#### Qué hacer:
Enumera, copiándolas tal cual, todas las líneas de los datos que contienen la palabra "handle". Distingue entre mayúsculas y minúsculas.

#### Datos:
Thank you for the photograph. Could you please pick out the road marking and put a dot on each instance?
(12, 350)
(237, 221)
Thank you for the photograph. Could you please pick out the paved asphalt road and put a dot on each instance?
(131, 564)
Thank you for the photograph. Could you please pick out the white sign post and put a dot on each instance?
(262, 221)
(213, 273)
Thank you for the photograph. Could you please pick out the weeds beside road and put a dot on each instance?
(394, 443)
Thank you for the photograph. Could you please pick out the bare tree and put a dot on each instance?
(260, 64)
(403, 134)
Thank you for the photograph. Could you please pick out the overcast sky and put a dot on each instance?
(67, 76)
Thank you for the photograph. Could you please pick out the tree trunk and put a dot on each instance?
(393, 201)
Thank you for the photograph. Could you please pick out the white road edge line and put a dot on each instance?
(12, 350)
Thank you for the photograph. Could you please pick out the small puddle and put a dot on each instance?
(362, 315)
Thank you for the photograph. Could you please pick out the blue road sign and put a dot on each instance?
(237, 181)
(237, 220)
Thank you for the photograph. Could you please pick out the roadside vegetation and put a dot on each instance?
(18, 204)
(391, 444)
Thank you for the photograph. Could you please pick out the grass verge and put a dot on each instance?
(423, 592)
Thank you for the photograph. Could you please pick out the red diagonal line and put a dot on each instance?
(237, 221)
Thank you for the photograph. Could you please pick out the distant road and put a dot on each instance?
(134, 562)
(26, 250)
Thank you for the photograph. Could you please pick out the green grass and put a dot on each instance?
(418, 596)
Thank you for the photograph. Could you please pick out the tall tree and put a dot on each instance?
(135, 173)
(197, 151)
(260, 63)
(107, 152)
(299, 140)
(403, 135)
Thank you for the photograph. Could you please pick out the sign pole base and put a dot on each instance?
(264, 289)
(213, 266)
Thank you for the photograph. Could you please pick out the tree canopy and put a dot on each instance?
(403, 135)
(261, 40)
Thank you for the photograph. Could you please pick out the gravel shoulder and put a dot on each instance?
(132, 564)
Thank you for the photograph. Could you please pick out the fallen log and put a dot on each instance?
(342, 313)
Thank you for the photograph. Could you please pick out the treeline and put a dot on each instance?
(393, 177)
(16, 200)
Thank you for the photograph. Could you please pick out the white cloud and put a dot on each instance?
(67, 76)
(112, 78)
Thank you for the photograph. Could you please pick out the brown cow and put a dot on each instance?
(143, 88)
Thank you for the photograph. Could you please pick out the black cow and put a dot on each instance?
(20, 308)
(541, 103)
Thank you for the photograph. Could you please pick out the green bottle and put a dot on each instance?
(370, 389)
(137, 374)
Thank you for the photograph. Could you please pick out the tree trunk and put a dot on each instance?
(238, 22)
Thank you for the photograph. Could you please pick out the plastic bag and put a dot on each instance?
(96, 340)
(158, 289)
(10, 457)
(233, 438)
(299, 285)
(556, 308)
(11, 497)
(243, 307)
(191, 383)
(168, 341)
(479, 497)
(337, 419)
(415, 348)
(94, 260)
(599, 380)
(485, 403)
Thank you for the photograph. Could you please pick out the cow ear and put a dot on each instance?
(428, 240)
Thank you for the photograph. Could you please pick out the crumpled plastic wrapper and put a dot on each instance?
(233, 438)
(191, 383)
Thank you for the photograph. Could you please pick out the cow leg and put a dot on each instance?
...
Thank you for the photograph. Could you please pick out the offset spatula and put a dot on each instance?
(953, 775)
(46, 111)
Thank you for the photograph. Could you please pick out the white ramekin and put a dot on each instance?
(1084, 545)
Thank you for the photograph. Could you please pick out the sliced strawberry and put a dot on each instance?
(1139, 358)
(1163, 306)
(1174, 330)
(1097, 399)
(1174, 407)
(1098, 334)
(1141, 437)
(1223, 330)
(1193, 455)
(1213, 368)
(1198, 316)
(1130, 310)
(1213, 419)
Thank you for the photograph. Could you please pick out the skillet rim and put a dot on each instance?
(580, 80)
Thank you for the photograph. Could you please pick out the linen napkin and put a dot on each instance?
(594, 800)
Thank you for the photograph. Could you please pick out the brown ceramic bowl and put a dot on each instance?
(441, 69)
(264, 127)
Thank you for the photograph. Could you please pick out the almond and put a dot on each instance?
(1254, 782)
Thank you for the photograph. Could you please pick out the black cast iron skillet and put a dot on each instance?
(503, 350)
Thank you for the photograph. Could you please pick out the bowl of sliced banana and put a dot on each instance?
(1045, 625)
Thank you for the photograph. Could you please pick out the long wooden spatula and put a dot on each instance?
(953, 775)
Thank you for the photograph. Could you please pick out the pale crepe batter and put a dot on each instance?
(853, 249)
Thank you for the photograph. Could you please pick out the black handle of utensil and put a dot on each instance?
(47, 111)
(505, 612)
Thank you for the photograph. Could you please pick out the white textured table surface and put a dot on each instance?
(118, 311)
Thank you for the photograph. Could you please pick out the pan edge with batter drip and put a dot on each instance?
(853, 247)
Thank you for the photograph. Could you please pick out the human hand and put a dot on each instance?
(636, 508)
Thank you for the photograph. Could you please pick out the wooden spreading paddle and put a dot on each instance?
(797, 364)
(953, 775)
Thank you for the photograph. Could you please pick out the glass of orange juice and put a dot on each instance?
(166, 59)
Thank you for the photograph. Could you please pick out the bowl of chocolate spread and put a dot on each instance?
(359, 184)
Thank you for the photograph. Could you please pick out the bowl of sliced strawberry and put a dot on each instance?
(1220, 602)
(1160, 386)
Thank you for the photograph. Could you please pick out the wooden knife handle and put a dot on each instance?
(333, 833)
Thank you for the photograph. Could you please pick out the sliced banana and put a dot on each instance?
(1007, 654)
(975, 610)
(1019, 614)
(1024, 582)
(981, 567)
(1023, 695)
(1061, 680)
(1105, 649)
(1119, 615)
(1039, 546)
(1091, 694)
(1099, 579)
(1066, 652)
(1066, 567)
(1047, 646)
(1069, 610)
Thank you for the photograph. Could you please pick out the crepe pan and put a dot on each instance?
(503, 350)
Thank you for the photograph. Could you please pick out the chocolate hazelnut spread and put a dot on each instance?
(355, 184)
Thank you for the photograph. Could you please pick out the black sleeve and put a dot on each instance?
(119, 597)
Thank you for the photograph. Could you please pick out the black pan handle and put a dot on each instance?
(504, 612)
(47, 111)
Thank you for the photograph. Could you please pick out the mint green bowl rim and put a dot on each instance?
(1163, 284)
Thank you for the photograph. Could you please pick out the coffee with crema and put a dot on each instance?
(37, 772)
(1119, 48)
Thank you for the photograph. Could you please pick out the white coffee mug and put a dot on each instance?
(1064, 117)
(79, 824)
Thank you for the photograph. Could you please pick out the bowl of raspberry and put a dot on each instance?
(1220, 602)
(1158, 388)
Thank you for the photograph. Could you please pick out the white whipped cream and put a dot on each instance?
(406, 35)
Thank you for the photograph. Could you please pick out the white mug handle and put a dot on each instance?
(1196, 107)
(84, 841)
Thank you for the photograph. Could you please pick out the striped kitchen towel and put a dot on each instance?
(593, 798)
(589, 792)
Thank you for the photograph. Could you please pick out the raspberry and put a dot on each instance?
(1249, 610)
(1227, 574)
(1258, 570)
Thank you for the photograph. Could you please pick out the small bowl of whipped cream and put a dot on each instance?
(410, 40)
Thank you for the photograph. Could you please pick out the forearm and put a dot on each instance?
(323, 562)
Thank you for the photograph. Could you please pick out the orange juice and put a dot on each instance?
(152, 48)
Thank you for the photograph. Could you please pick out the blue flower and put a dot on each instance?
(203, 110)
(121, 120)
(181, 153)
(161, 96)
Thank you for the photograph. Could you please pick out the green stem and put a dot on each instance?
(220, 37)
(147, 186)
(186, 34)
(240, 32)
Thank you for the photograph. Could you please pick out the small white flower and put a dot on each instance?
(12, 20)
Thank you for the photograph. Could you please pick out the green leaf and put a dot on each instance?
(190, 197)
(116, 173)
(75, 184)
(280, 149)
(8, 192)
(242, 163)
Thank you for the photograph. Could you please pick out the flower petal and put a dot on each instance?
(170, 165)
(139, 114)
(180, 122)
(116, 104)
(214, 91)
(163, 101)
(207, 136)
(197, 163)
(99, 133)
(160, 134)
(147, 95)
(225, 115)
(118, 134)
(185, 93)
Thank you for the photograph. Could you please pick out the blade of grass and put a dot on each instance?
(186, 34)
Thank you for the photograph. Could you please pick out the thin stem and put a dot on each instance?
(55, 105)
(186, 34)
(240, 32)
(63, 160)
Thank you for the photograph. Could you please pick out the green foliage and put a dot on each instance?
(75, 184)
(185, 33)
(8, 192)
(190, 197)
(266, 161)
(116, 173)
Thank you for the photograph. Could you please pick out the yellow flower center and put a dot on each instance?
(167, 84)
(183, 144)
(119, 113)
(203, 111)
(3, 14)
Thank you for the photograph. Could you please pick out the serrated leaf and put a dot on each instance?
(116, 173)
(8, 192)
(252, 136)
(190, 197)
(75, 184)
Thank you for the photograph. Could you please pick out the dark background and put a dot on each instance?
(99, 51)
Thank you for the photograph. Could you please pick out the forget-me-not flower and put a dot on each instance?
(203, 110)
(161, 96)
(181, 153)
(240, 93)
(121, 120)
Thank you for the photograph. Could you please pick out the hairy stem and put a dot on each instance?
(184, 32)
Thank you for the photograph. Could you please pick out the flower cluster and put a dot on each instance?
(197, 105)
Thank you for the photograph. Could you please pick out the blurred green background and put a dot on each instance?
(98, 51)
--
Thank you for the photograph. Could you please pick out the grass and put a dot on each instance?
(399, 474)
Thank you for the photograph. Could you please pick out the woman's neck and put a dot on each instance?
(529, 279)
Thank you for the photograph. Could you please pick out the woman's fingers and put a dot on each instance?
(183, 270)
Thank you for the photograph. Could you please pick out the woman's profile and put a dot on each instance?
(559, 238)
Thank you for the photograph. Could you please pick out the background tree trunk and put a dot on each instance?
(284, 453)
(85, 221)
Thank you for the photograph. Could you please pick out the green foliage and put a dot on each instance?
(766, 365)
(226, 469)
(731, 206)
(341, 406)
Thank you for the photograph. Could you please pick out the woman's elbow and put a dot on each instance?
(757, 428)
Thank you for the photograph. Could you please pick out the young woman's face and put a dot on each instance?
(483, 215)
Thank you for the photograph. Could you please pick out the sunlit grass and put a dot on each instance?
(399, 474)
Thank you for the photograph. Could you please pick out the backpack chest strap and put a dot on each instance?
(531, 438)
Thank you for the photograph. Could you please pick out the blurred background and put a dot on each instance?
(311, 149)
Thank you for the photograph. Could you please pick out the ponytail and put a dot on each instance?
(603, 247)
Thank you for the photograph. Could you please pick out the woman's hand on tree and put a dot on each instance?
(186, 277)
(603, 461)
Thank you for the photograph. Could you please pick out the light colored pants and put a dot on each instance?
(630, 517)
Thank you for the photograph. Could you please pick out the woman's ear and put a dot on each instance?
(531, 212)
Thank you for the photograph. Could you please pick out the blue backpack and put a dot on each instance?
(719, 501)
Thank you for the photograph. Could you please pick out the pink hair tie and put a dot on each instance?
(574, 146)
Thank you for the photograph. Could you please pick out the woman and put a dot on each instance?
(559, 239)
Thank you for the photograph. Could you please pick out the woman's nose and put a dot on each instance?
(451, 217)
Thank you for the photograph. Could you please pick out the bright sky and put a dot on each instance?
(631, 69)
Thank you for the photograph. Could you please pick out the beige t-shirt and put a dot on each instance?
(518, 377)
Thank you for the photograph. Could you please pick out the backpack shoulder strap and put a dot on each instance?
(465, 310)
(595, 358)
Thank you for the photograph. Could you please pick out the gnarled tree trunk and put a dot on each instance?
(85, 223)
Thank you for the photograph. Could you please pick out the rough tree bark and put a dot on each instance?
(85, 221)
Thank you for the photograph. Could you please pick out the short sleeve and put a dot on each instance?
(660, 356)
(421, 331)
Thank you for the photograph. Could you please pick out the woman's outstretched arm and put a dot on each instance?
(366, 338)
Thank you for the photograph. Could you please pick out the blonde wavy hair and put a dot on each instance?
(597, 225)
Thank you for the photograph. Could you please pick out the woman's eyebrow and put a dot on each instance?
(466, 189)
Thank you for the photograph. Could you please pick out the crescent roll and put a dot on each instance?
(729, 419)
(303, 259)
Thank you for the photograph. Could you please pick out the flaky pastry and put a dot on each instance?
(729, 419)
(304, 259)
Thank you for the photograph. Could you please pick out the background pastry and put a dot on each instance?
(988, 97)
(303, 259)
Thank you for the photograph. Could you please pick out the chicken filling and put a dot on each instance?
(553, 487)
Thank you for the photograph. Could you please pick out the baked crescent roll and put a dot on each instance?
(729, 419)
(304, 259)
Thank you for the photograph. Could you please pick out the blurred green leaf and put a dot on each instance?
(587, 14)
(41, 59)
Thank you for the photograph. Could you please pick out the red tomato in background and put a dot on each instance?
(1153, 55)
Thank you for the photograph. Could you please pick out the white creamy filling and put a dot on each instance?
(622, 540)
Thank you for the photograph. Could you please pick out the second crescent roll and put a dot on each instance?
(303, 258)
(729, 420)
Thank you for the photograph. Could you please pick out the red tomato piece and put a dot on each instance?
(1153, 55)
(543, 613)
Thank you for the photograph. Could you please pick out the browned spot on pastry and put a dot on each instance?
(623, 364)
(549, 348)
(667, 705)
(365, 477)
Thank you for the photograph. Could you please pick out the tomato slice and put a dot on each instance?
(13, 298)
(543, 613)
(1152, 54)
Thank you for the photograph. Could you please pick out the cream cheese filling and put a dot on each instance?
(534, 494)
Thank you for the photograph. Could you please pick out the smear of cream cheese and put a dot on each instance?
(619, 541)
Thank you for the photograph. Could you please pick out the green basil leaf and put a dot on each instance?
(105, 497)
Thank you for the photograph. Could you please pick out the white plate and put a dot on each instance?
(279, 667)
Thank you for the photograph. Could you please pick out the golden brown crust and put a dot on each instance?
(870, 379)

#### Respuesta:
Thank you for the photograph. Could you please pick out the black handle of utensil and put a dot on each instance?
Thank you for the photograph. Could you please pick out the wooden knife handle and put a dot on each instance?
Thank you for the photograph. Could you please pick out the black pan handle and put a dot on each instance?
Thank you for the photograph. Could you please pick out the white mug handle and put a dot on each instance?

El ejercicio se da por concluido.